··· SUPPLIED RECORDS ···
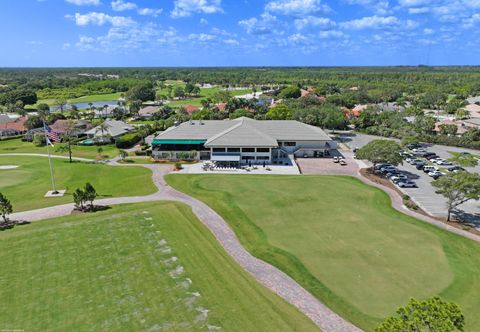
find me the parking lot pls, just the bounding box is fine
[342,133,480,227]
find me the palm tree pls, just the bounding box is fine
[95,121,109,143]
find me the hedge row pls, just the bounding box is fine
[115,132,141,148]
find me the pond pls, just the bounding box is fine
[50,100,119,111]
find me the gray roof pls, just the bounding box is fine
[85,120,134,138]
[155,117,332,147]
[0,114,12,125]
[465,118,480,127]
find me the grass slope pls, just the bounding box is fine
[0,156,156,211]
[0,138,119,159]
[0,202,317,331]
[166,174,480,331]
···
### REQUIREMENT
Set down the data above exactly as written. Omit the pictures.

### ANSWER SPACE
find me the parking lot pls, just the bounding box is fine
[342,133,480,227]
find me the palm tree pls, just the bounding box is fine
[95,121,109,143]
find me the hedge row pls, just the bounding box is fine
[115,132,141,148]
find me the pond pls, just the bounding box is fine
[50,100,119,111]
find me the gray roof pls, just the bounding box is fine
[85,120,134,138]
[155,117,332,147]
[0,114,12,125]
[465,118,480,127]
find me the grass slope pls, just the bounding box is fine
[0,156,156,211]
[0,138,119,159]
[0,202,317,331]
[166,174,480,331]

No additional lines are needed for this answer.